* _Problem set_
**A)** Please decide whether each statement agrees with the blog post, answering yes or no and quoting the deciding words: (i) The writer is working three shifts this week. (ii) Kim cooks on Sunday nights. (iii) The polenta turned out to be lumpy.
**B)** Answer these questions from the blog post, one per line:
(i) What smell fills the writer's apartment?
(ii) How many courses are offered at the Sunday Supper Club?
(iii) Which dish was left untouched by the man with the virus?

* _Extract provided_
The Weekend Spoils
Toronto skyline from Broadview Ave. just south of the Danforth
My apartment carries a sweet smell of blossoming lilies.
I've picked up a couple of extra shifts this week at the Cheer's equivalent. That makes it three shifts this week. It's like a full-time job, said the very spoiled girl. Well, she does have to pay for her habit.
It was pretty slow last night. Weather indicator. Toronto got hit with what I hope to be the last of the damned snowstorms we'll see for the beginning of 2005. I'm tired of the cold. The snow was fun while it lasted. But I think unless you're truly prepared for it, say on a day off when you're donning your snowpants and down-filled parka combination with your Chewbacka boots on, heading out to enjoy a good trudge and take in the scenery. Unless there is time and occasion to stop, drop and roll into a Random Snow Angel Making Machine™, I don't think there's the same sort of appreciation. But that's just me.
Sunday nights at my new place of employ is home of the Sunday Supper Club. My boss, Kim, also acts as chef on these nights. There is a 3 course offering with some choice. The Cheer's equivalent is a known tapas bar, but for one night a week people come in for a meal and end up holding their stomachs, groaning from the amount ingested. And that's just the staff after our staff meal. The number one reason I am holding onto this job is because of the way they feed me there. Killer staff meals. 3 courses spread throughout the evening. With the added bonus of mistakes!
Occasionally someone in the kitchen will experiment with a different cutting technique or recipe where the floor staff are treated as guinea pigs. Willing little rodents, we. Whoops! That calamari was cut to resemble a freshly unsheathed penile appliance. Can't serve that. That's disgusting. But we'll happily eat it. Oh? It's on a bed of mango salad? With cilantro? I'll do my best to force it down.
One of the interesting things about this place is there are single people that feel comfortable enough to come in for dinner alone, though often have the saftey mechanism of a bit of reading material at close hand. Just in case. The just in case is if the staff is too busy to talk, or there is some guy sitting two stools away who owns a restaurant, so can't be bothered to cook, that has just picked up a fresh virus. Maybe he's hungry. More than likely not. He thinks it's a good idea to eat something, probably remembering his mother's advice of feed a fever; starve a cold, but every bit of protein presented in front of him is met with more than a wee bit of a noticeable lurch. The braised chicken was left untouched, save the casting of drumstick and thigh matter off to the side of the 12" plate. The polenta, my buddy Mike in the kitchen was convinced was lumpy (but wasn't), was devoured in its entirety. Easily digested.

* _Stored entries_
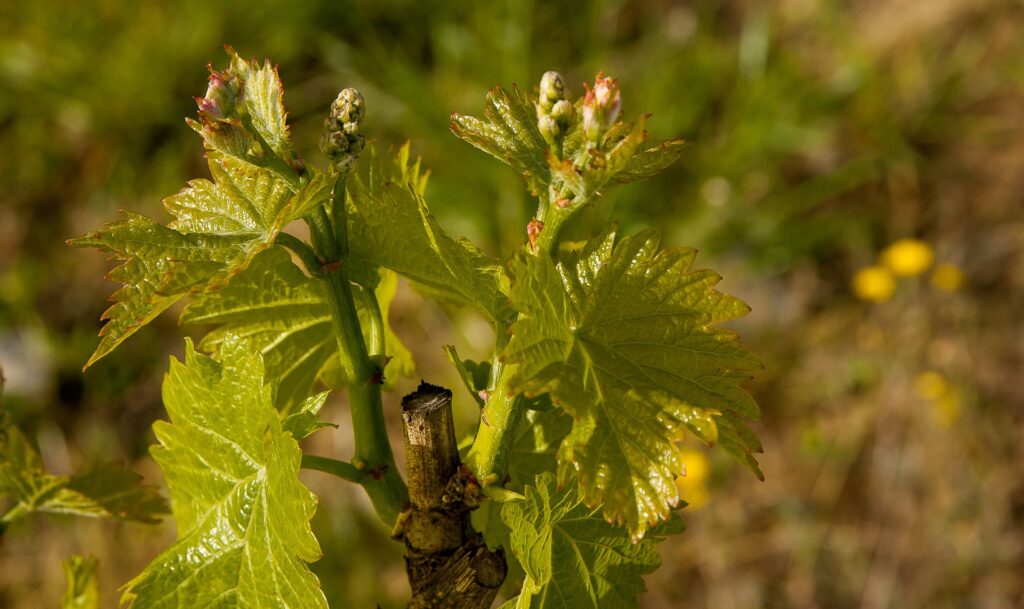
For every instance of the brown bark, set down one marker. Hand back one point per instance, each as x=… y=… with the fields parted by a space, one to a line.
x=448 y=563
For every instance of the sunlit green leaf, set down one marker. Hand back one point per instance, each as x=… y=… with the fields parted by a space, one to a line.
x=622 y=336
x=389 y=225
x=572 y=558
x=284 y=313
x=219 y=226
x=509 y=133
x=243 y=516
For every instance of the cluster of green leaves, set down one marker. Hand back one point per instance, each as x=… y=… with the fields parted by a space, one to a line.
x=612 y=349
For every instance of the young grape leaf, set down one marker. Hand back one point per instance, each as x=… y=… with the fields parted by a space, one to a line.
x=105 y=491
x=622 y=337
x=509 y=134
x=219 y=225
x=306 y=421
x=474 y=375
x=285 y=314
x=572 y=558
x=389 y=225
x=83 y=589
x=536 y=446
x=243 y=516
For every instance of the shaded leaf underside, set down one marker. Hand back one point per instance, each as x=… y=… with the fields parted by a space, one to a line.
x=571 y=557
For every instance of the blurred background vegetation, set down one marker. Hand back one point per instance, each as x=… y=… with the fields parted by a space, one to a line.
x=821 y=132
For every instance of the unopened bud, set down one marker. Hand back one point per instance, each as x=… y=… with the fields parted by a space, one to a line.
x=341 y=141
x=552 y=90
x=600 y=107
x=223 y=96
x=554 y=113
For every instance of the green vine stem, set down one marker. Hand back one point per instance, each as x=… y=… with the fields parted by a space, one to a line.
x=341 y=469
x=503 y=408
x=373 y=449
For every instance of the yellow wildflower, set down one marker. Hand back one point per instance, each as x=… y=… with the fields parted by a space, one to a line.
x=907 y=257
x=947 y=277
x=692 y=484
x=873 y=284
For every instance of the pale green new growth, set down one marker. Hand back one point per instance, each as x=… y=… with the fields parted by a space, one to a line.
x=389 y=225
x=509 y=134
x=104 y=491
x=571 y=557
x=219 y=225
x=284 y=313
x=603 y=358
x=83 y=590
x=621 y=336
x=243 y=516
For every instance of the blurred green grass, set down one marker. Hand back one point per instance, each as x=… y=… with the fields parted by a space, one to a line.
x=819 y=132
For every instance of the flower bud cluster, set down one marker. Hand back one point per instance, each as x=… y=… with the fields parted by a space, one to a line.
x=554 y=112
x=341 y=141
x=223 y=99
x=600 y=107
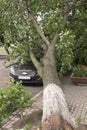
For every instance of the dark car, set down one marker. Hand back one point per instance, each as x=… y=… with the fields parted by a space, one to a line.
x=27 y=73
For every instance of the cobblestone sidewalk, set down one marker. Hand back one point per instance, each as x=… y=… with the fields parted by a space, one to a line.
x=76 y=96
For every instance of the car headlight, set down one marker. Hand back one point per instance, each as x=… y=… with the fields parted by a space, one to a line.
x=12 y=71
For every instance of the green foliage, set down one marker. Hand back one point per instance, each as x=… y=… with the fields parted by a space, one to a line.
x=12 y=98
x=64 y=52
x=80 y=71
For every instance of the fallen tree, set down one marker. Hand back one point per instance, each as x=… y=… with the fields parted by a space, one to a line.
x=56 y=115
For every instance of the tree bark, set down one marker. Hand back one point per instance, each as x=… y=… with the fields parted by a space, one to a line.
x=56 y=115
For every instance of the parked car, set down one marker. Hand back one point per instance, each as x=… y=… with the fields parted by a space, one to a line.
x=27 y=73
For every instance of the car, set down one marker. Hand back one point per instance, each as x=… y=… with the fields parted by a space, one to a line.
x=26 y=73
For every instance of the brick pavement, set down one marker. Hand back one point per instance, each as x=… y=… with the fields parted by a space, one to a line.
x=76 y=96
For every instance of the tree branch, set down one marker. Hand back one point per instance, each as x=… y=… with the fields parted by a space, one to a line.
x=36 y=25
x=55 y=38
x=36 y=63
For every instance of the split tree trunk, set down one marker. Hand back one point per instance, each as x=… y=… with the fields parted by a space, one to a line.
x=56 y=115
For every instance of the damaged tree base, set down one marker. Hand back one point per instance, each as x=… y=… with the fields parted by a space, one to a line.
x=56 y=115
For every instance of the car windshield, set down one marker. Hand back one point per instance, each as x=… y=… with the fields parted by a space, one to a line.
x=28 y=65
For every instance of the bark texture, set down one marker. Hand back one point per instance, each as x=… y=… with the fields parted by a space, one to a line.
x=56 y=115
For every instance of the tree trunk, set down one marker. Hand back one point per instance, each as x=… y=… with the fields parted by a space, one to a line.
x=56 y=115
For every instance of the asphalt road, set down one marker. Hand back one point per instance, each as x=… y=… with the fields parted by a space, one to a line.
x=5 y=79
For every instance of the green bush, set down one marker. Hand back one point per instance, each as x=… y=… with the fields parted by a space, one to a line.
x=12 y=98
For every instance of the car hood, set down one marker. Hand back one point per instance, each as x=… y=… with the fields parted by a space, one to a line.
x=24 y=72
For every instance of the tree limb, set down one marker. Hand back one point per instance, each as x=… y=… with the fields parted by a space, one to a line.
x=36 y=63
x=36 y=25
x=10 y=64
x=56 y=36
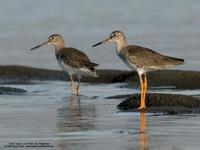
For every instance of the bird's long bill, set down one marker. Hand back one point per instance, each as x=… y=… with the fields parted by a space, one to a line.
x=45 y=43
x=102 y=42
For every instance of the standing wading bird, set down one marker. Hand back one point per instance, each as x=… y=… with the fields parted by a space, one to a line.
x=71 y=60
x=141 y=59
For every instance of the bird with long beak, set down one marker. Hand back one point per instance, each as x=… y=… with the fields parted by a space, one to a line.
x=71 y=60
x=141 y=59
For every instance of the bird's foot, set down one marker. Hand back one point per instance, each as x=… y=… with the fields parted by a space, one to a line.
x=142 y=108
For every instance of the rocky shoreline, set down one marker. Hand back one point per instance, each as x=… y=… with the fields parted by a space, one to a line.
x=159 y=103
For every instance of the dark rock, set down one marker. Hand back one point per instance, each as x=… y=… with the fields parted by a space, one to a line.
x=11 y=91
x=160 y=103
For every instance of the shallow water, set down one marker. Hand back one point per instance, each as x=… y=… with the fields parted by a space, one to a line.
x=170 y=27
x=46 y=115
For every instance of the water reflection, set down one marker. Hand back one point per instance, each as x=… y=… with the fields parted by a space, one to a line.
x=143 y=142
x=75 y=115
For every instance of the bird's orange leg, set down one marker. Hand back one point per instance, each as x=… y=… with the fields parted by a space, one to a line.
x=143 y=136
x=145 y=88
x=72 y=84
x=78 y=86
x=143 y=91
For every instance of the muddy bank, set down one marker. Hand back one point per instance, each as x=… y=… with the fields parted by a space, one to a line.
x=173 y=78
x=160 y=103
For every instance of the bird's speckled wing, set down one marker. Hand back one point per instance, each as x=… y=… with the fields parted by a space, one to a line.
x=147 y=58
x=75 y=58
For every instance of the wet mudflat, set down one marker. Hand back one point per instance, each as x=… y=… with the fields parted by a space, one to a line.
x=45 y=114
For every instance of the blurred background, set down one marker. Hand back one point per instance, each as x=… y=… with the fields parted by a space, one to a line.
x=169 y=27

* _List of answers_
**A)**
(i) Yes: "That makes it three shifts this week."
(ii) Yes: "My boss, Kim, also acts as chef on these nights."
(iii) No: "my buddy Mike in the kitchen was convinced was lumpy (but wasn't)"

**B)**
(i) A sweet smell of blossoming lilies
(ii) 3 courses
(iii) The braised chicken